▸ **ACTION ITEM**: Give every line below again, exactly as it appears.

▸ **RECORDS FOR THE EXERCISE**:

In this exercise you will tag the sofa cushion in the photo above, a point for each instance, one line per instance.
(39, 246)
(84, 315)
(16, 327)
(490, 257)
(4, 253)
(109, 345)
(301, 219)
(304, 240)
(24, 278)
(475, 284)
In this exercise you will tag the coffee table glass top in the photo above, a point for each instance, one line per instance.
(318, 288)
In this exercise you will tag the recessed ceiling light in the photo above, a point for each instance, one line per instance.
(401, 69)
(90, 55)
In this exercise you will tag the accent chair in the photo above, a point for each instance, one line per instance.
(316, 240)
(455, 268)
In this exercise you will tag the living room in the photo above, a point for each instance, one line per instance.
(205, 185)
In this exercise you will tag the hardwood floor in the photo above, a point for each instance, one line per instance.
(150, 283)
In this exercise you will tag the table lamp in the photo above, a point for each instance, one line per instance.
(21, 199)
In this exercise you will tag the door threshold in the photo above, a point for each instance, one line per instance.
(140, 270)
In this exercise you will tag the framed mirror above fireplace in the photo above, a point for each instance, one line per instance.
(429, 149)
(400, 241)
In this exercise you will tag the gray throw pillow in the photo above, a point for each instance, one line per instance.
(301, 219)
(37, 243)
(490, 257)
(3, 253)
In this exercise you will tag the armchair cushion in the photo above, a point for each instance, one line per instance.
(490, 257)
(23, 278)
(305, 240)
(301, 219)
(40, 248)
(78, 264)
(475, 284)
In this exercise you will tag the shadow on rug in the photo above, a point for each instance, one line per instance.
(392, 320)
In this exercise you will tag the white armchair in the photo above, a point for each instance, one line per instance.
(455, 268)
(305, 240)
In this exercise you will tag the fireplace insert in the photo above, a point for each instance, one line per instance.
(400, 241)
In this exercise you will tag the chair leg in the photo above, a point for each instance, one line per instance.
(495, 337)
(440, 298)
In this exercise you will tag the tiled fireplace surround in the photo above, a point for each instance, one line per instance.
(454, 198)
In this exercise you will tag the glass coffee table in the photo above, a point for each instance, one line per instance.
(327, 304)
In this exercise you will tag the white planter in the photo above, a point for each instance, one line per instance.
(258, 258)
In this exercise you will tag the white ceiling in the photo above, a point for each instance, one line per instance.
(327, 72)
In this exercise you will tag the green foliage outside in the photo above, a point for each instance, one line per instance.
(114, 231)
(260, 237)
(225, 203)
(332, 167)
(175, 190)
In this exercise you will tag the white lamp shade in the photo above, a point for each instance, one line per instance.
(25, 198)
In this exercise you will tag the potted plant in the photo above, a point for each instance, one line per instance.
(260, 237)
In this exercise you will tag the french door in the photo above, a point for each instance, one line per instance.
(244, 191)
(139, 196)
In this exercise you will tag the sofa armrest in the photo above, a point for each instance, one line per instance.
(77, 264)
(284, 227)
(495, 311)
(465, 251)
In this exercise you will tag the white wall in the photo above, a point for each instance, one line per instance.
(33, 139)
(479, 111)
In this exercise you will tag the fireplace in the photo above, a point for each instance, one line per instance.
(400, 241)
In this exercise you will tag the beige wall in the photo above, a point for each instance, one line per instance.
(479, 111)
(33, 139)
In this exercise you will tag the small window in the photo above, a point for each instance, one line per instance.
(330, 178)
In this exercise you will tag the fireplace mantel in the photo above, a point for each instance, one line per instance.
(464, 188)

▸ **SOLUTION TO THIS PROBLEM**:
In this exercise you will tag the sofa cushion in the photo above, a point for each instance, one line per instance.
(39, 246)
(84, 315)
(16, 327)
(490, 257)
(4, 253)
(109, 345)
(301, 219)
(304, 240)
(24, 278)
(475, 284)
In this exercise you will tag the coffee table glass top in the photo above, a point for each instance, one line per instance.
(318, 288)
In this exercise you will tag the recessed ceiling light in the photo above, a point for each instance, one line per instance.
(401, 69)
(90, 55)
In this exercise you will tag the accent chair in the photo above, a point for each instance, one line per instance.
(316, 240)
(455, 268)
In this exercise you will tag the living room in the photo above, a point for each instance, one line per instance.
(205, 185)
In this exercise you will tag the hardwood floor in the photo above, a point for each instance, one line per instance.
(150, 283)
In this exercise you will tag the table lamp in the photo above, a point for each instance, one line per instance.
(21, 199)
In this exercise you will tag the door threshold in the photo above, a point for each instance, one line per instance.
(140, 270)
In this exercise you will tag the framed mirror above fireplace in the photo above, a point for each instance, one line per instance.
(429, 149)
(400, 241)
In this exercise you will tag the gray throw pillow in the photo above, a point for each instance, one line per instance.
(301, 219)
(37, 243)
(490, 257)
(3, 253)
In this exercise you will tag the armchair cushion in the photo above, a point for each instance, one line per instance.
(490, 257)
(23, 278)
(305, 240)
(301, 219)
(40, 248)
(78, 264)
(475, 284)
In this exercise you will tag the shadow on rug in the photo above, a point for each instance, one line per instance.
(392, 320)
In this exercise you will tag the white armchair in the photo above, a point for each instance, one line per instance.
(455, 268)
(305, 240)
In this exercise you will tag the fireplace insert in the photo above, a point for each instance, one line per instance.
(400, 241)
In this exercise you will tag the chair leg in the photo above, a point for each instance, one line per instance.
(495, 337)
(440, 298)
In this exercise you will tag the tiled fireplace surround in the photo above, a point for each instance, one line per instance.
(454, 198)
In this exercise you will tag the glass coffee table in the photo above, a point for each instance, one line per instance.
(327, 304)
In this exercise you will tag the white planter in the photo above, a point for each instance, one line per instance.
(258, 258)
In this exercise you will tag the white ceiling in the photo above, a point for each instance, one line per instance.
(327, 72)
In this exercise you will tag the green foliage outside in the photo above, a point for each instance, one line per instance.
(114, 231)
(260, 237)
(225, 203)
(332, 167)
(175, 190)
In this exercise you will tag the white lamp shade in the photo above, a point for each instance, one line per instance.
(25, 198)
In this exercise you will tag the potted plant in the photo above, a point for each instance, one line per instance.
(260, 237)
In this exercise you will tag the french door in the photo above, a point for each instance, one line per instance.
(244, 191)
(139, 196)
In this exercise you will tag the sofa armrest in the photo above, a point for each instance, one line per instance.
(77, 264)
(284, 227)
(495, 311)
(465, 251)
In this exercise you will tag the white wall in the photo above, a point for each instance, one line per instance.
(33, 139)
(479, 111)
In this exercise you will tag the fireplace in the photo above, a point for each instance, one line per instance.
(400, 241)
In this exercise you will tag the beige wall in the photo above, a point for each instance, one line per instance.
(479, 111)
(33, 139)
In this exercise you will tag the small window in the photo above, a point for each instance, one line per instance.
(330, 178)
In this exercise you will tag the fireplace mantel in the photo above, a point for each instance, one line per instance.
(464, 188)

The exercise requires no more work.